[Opening Information supplied section]

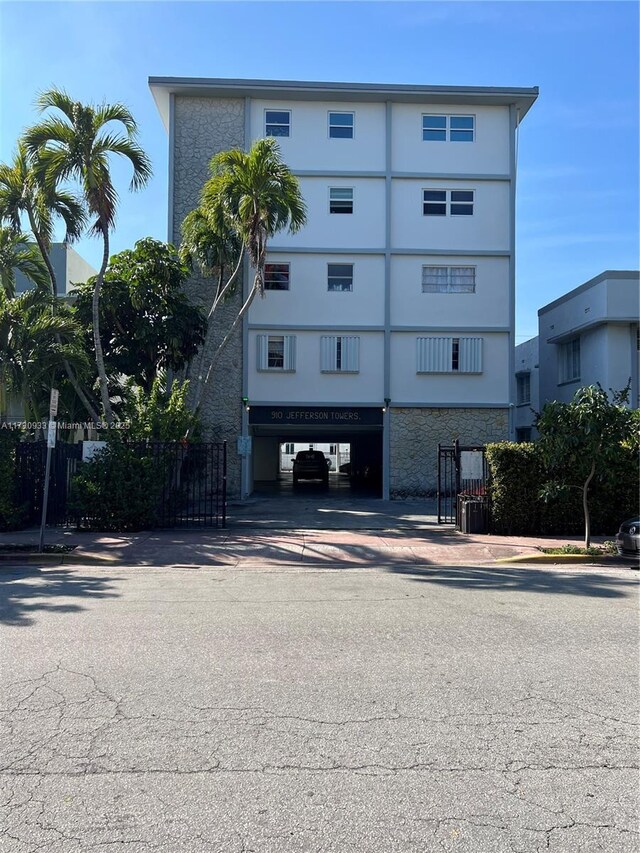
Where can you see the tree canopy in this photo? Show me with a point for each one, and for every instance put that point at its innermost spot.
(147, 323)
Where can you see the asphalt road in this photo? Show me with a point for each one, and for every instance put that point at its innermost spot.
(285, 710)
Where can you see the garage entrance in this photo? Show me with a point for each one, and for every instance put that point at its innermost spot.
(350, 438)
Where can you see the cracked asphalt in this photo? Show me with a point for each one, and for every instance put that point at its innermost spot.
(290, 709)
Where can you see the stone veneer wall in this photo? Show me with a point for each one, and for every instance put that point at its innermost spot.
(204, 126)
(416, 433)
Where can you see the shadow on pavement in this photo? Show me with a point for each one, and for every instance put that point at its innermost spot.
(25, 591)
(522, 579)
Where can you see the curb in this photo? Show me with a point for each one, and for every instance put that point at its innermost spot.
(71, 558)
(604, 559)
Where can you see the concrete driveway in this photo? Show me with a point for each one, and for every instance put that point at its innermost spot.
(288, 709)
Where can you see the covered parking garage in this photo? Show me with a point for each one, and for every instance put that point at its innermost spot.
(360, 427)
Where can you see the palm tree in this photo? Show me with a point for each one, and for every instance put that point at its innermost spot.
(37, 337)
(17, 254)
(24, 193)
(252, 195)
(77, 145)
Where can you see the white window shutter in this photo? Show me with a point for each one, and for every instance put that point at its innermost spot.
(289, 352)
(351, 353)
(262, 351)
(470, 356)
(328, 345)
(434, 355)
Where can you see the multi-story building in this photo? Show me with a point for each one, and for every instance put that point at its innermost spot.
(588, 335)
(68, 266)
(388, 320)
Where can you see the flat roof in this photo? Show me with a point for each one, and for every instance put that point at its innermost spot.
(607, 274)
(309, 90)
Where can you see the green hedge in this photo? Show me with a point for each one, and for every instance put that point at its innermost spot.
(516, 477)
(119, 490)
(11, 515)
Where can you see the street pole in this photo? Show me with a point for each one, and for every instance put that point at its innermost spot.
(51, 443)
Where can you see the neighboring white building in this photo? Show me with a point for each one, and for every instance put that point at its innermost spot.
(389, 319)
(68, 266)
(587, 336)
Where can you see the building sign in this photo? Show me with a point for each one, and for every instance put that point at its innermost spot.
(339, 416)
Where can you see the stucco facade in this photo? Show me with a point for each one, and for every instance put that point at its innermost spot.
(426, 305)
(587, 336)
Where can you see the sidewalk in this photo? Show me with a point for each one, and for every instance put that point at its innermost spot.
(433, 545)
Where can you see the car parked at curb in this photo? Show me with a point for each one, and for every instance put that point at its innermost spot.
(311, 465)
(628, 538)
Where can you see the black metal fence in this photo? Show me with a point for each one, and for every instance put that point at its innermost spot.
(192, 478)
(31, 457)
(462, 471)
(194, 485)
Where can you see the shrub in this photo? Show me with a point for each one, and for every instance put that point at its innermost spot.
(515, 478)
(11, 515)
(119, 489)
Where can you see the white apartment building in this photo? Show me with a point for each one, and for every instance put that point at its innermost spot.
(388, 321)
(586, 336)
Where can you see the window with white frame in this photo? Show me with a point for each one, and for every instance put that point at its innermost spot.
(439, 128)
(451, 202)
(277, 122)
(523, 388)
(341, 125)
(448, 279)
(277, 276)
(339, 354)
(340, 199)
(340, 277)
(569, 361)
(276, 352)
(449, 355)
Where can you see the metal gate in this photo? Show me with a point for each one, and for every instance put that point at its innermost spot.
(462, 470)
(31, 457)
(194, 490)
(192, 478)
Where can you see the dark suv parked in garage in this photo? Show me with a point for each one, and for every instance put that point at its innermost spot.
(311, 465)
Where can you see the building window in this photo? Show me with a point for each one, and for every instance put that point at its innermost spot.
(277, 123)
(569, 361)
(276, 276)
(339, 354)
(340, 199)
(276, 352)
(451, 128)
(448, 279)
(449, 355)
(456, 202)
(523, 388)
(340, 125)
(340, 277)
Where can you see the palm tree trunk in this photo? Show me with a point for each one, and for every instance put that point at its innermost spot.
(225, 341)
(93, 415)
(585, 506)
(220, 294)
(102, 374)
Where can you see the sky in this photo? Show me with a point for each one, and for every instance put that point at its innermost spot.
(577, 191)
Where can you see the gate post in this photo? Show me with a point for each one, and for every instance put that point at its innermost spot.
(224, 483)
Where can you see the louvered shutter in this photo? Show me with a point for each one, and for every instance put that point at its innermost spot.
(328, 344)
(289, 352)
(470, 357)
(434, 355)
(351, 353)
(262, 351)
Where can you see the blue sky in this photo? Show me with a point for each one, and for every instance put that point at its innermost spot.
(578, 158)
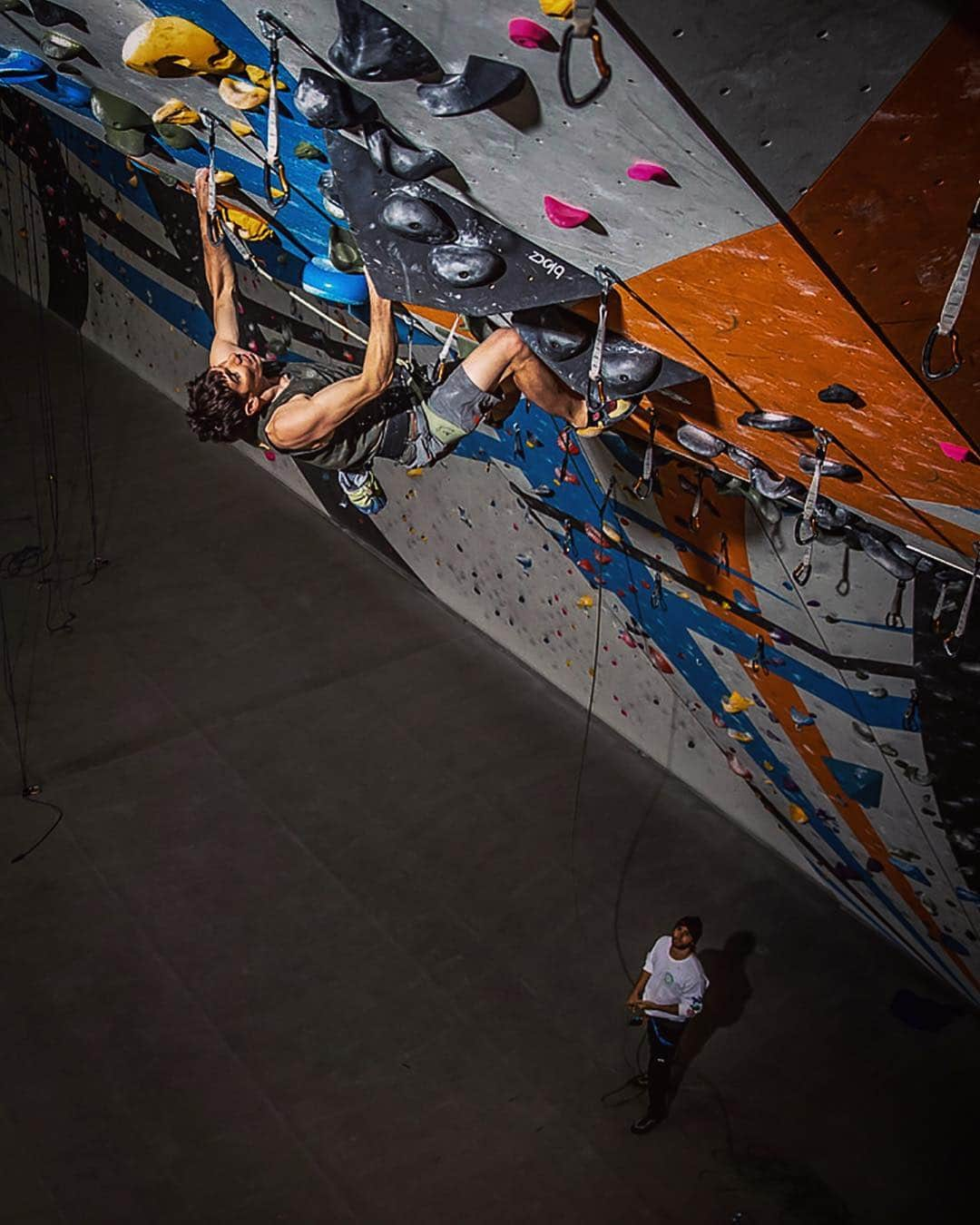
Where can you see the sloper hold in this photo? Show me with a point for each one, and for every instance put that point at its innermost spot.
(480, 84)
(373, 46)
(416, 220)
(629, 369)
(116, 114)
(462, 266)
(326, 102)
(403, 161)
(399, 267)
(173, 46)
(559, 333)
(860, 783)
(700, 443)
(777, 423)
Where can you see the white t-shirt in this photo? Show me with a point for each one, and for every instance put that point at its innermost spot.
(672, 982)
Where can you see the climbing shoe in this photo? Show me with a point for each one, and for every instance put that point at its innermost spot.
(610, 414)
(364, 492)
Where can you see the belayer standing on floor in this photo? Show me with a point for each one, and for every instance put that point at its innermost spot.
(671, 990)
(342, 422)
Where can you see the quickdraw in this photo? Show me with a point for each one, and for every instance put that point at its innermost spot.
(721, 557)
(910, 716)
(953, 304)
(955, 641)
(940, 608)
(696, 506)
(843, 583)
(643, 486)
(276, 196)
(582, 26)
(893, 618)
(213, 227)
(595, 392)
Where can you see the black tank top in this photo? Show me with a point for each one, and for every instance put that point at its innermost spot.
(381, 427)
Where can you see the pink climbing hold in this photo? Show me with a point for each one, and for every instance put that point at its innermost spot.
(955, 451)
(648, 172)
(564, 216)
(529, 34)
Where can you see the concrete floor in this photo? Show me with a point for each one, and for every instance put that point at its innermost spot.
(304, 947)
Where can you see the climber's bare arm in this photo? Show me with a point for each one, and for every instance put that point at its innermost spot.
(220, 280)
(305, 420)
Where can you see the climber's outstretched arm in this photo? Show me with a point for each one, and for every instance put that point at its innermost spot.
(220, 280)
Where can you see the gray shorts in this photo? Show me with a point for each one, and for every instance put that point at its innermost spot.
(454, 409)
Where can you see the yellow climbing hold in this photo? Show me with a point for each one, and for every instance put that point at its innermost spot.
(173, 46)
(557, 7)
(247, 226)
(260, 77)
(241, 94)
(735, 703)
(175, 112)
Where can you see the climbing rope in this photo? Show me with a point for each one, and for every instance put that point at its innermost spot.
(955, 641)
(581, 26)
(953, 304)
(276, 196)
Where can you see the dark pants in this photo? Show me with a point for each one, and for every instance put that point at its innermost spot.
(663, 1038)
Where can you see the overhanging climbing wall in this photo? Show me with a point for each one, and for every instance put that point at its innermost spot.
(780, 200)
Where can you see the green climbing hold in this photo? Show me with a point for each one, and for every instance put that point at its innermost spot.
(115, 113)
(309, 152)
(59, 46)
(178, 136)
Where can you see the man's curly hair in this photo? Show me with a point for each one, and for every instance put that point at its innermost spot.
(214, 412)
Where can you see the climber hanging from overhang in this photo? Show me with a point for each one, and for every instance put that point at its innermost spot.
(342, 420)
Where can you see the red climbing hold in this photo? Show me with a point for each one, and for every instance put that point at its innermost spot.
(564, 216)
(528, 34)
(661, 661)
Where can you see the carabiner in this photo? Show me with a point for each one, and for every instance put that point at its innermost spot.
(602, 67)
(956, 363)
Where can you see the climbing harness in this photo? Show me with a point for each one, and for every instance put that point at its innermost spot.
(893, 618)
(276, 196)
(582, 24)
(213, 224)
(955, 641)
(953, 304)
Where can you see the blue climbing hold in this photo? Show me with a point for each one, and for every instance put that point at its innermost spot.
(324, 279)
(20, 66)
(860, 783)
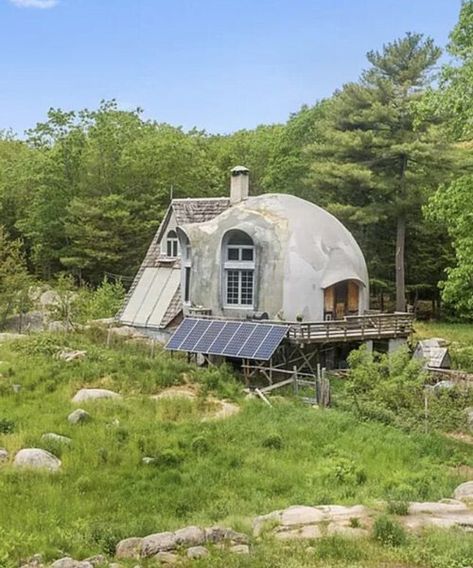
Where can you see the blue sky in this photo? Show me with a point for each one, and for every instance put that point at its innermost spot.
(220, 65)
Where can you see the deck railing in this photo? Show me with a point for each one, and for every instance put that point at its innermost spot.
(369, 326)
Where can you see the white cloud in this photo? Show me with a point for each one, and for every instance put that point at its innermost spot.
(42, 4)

[Closing Information supplied section]

Task objective: What are the lines from the one containing "Where can you see the man's" through the end of the records? Write them out exactly, leaving out the pictures.

Answer to this exercise:
Where can you see the man's curly hair in this photo? Show me with a point for each one, and for every instance put that point at its innermost spot.
(214, 412)
Where can you see the climber hanging from overhang in this photo? Show me with a point for each one, and for every instance put that point at its innermost spot.
(342, 420)
Where can you see the red climbing hold in this photo? Show me with a point for each one, and for every instance put that point at its innermost spot.
(564, 216)
(528, 34)
(661, 661)
Where can you see the carabiner in this photo? Show me with a point for each one, and for every instance put that point at its innermost spot.
(602, 67)
(956, 363)
Where can you see the climbing harness in this photo? Show me with a point for each one, and for every instance put that point at its innermost spot.
(893, 618)
(276, 196)
(582, 24)
(213, 224)
(955, 641)
(953, 304)
Where can you see the blue climbing hold in this photo? Show me with a point for each one, and for every instance put that point at its innermost spot.
(324, 279)
(20, 66)
(860, 783)
Where can you see the blue sky in this photo? Show me with a point for each one, and for every instance put that point at its innermost spot.
(220, 65)
Where can you see the deck railing in this photo? Show me with a point for each one, and for every instance put that point at its innermost spot.
(369, 326)
Where can you see the white cloud in this photo? Show me with a point for each one, and for every instance put that point at its innermost spot.
(42, 4)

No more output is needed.